◆ Required task a
From the barbell-lift prediction writeup, list the variables that are removed because they have no explanatory power for predicting the outcome "classe".

◆ Selected excerpt
^^^^^^^^^^^^^^^^

Executive Summary

One thing that people regularly do with data from sensors, like accelerometers, is quantify how much of a particular activity they do, but they rarely quantify how well they do it. In this project, we used data from accelerometers on the belt, forearm, arm, and dumbell from 6 participants. They were asked to perform barbell lifts correctly and incorrectly in 5 different ways. The goal of this project was to build a machine learning algorithm that predicted with high accuracy the manner in which the participants did the exercise. This was acheived with a Random Forest. This algorithm predicted correctly all of 20 test cases.

Data Loading Into R

First, we load the dataset into r and prepare and transform the data to create an analytical data set.

# Downloading the datasets
urlTraining <- "https://d396qusza40orc.cloudfront.net/predmachlearn/pml-training.csv"
urlTest <- "https://d396qusza40orc.cloudfront.net/predmachlearn/pml-testing.csv"
download.file(urlTraining, "pml-training.csv", method="curl")
download.file(urlTest, "pml-testing.csv", method="curl")

## Reading data into R
train <- read.csv("./pml-training.csv", sep=",", header=T, na.strings = c("NA", ""), stringsAsFactors=FALSE)
test <- read.csv("./pml-testing.csv", sep=",", header=T, na.strings = c("NA", ""), stringsAsFactors=FALSE)
dim(train); dim(test)
## [1] 19622   160
## [1]  20 160

Data Transformation and Preprocessing Strategy

The data is quite “dirty” with a lot of missing value and zero covariates. We choose the following strategy to improve the data quality:

  1. There are a lot of missing values in 96 columns. We choose to delete them from the datasets.
  2. The variable “new_window” has almost no variance. We choose to remove it from the analytical dataset.
  3. A few variables have no explainatory power in order to predict our outcome “classe” (X, user_name, raw_timestamp_part_1, raw_timestamp_part_2, cvtd_timestamp, num_window). We choose to remove them from the dataset.
  4. A lot of numeric variables are listed as integers. We convert them to numeric values.

^^^^^^^^^^^^^^^^

◆ Required task b
Report every line of the records that contains the word "ceiling".

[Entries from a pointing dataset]
^^^^^^^^^^^^^^^^

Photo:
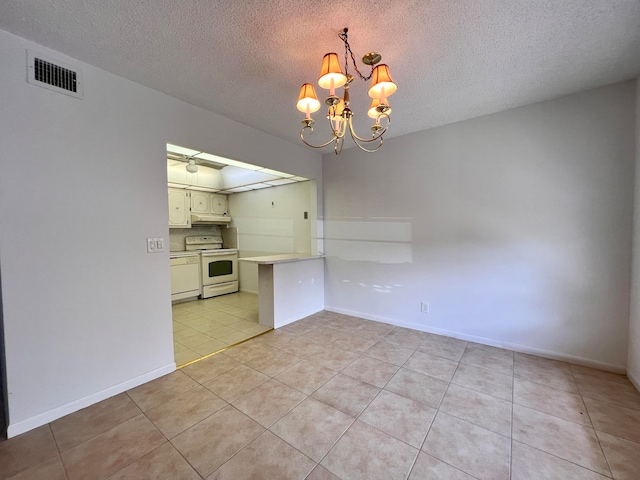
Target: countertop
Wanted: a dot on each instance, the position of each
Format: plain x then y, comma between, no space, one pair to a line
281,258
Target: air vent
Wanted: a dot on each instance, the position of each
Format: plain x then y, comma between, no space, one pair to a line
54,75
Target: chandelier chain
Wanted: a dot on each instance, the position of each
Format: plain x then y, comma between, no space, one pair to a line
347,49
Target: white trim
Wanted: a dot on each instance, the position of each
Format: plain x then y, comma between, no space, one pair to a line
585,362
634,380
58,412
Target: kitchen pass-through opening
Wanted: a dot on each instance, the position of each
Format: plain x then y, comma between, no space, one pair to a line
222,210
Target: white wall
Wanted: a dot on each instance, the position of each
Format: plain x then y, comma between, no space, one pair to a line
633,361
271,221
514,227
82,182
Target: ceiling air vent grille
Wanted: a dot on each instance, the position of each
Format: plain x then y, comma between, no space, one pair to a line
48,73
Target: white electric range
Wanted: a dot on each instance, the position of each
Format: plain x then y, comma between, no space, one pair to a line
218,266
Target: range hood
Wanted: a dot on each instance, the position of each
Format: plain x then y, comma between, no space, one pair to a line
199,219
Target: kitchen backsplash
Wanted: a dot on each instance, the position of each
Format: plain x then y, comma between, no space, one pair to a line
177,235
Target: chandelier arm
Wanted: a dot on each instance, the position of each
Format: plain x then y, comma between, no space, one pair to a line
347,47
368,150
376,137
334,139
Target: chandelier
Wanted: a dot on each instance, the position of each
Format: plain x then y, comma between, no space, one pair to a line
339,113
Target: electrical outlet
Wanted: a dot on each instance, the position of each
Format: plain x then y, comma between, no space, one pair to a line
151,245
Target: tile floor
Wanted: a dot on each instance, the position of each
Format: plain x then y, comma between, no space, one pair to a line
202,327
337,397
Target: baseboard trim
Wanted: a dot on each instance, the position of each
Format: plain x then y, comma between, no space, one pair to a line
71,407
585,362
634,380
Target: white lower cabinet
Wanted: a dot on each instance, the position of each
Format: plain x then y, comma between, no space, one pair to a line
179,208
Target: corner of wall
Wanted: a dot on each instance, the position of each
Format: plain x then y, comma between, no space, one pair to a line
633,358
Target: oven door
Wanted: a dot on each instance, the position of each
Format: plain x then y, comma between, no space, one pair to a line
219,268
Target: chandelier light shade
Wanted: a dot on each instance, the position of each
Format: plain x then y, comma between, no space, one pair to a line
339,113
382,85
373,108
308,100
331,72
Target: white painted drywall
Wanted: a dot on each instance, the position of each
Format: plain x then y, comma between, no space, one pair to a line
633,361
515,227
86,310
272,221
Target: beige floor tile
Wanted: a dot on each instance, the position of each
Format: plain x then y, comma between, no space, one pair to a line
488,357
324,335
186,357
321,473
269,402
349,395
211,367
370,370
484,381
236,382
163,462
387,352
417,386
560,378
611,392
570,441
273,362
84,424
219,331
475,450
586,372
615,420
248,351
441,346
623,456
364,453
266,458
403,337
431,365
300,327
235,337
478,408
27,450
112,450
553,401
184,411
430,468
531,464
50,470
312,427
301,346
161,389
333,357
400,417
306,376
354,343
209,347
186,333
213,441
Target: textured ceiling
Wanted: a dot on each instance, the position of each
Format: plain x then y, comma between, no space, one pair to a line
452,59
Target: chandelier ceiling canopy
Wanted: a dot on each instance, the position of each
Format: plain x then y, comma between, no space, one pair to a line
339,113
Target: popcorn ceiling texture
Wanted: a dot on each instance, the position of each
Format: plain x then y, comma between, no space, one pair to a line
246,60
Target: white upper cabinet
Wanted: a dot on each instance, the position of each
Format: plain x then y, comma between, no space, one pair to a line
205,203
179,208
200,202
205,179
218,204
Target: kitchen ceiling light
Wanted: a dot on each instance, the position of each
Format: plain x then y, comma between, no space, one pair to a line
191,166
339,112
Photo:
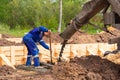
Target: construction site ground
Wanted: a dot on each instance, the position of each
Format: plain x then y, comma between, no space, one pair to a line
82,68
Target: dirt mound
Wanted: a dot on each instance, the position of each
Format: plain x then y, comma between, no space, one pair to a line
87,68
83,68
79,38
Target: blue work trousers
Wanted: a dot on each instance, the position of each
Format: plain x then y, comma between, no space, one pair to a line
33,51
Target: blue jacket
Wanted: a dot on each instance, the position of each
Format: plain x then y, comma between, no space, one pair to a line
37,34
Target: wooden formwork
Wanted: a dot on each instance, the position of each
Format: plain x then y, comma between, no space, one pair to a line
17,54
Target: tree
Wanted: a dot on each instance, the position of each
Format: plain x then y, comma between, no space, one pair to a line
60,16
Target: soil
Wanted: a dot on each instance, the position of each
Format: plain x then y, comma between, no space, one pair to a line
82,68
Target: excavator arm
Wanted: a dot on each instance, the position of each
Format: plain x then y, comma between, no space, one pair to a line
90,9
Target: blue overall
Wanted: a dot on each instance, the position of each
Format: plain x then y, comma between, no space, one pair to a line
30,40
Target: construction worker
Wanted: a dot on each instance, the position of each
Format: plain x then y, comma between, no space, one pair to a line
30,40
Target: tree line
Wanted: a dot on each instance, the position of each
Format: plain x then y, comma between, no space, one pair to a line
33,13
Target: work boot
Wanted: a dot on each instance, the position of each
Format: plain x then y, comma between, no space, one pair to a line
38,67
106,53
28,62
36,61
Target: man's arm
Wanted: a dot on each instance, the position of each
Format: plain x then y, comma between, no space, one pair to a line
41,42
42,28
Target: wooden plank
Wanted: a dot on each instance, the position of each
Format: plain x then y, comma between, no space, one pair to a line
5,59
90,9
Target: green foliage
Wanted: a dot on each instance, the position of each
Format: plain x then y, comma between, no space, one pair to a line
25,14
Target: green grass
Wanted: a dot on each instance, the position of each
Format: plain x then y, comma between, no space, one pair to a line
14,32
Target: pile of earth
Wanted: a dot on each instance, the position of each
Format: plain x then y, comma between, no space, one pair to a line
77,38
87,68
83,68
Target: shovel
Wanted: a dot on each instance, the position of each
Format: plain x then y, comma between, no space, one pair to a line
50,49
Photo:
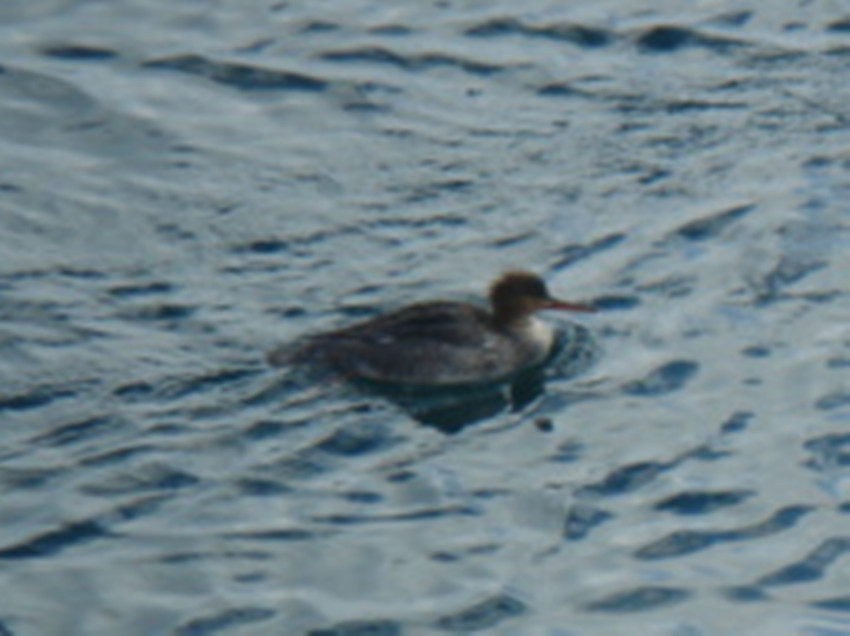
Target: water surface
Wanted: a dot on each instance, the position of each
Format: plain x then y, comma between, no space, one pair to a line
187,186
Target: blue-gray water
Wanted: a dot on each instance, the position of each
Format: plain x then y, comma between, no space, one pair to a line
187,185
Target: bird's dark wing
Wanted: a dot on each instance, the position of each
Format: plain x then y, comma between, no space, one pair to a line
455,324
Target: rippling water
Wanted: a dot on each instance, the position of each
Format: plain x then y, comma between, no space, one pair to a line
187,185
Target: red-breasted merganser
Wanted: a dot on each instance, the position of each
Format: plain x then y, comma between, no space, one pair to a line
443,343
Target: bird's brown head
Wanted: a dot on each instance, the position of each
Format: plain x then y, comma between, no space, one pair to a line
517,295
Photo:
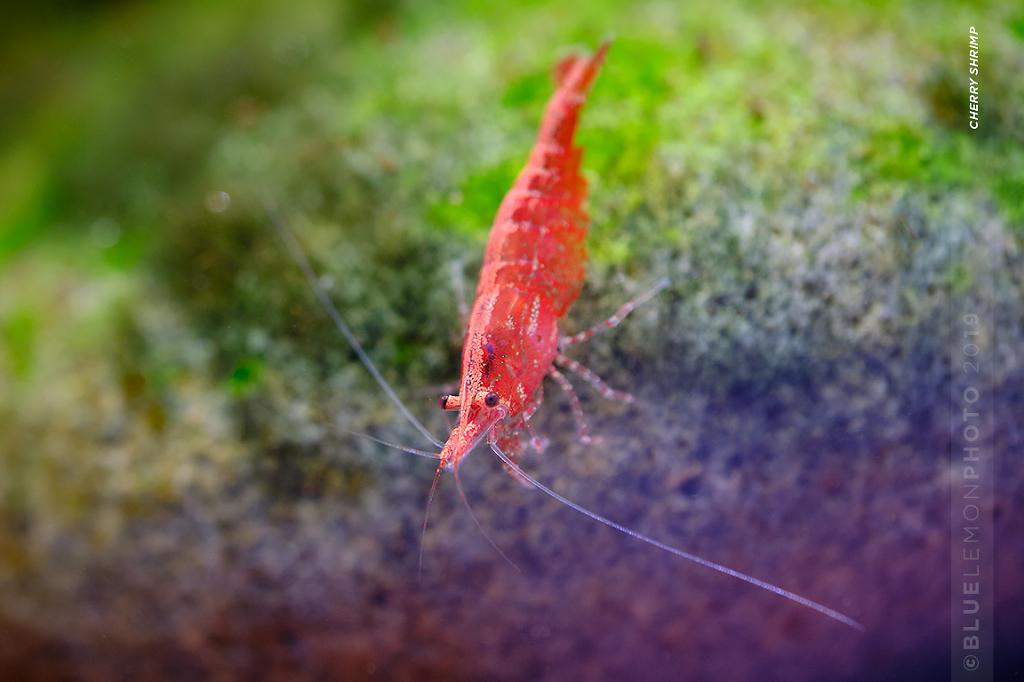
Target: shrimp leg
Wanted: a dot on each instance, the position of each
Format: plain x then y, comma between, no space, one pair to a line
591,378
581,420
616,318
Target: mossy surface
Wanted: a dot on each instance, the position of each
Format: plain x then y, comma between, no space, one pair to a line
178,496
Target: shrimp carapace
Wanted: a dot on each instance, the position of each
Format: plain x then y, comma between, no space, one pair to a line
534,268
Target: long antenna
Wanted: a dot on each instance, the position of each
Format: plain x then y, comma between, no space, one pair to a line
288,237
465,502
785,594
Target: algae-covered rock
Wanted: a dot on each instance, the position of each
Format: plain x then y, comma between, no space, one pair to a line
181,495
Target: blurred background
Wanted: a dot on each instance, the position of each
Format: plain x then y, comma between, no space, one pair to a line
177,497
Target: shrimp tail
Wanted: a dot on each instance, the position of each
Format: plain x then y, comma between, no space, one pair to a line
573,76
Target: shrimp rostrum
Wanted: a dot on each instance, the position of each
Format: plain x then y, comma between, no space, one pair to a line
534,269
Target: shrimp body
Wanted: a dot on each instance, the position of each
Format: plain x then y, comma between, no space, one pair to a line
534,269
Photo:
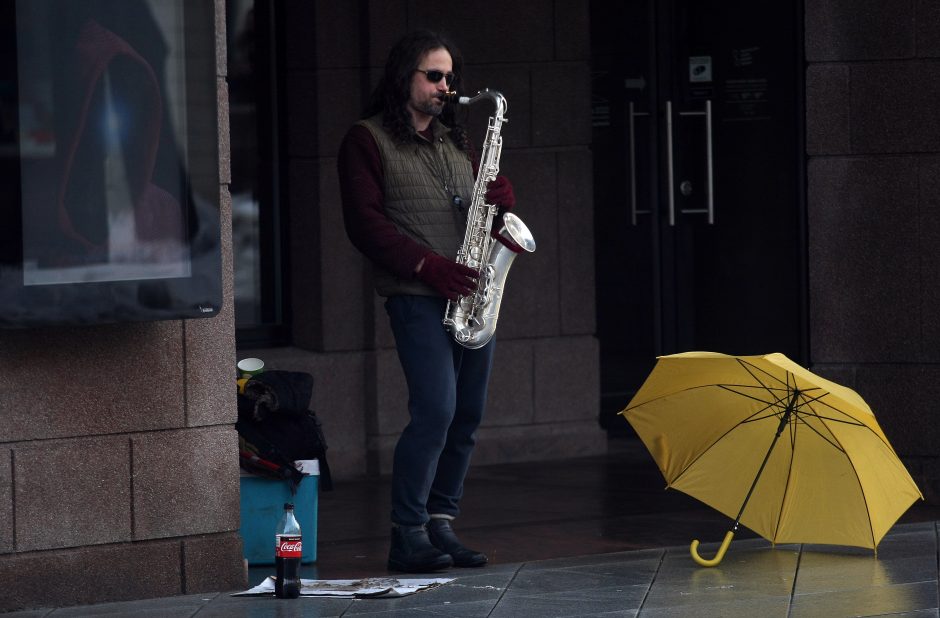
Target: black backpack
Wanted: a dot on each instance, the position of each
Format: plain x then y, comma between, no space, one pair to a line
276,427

^^^^^^^^^^^^^^^^

◆ Expected output a
X, user_name, raw_timestamp_part_1, raw_timestamp_part_2, cvtd_timestamp, num_window

◆ Expected output b
Target: ceiling air vent grille
Target: textured ceiling
Target: chandelier ceiling canopy
Target: popcorn ceiling texture
Target: kitchen ceiling light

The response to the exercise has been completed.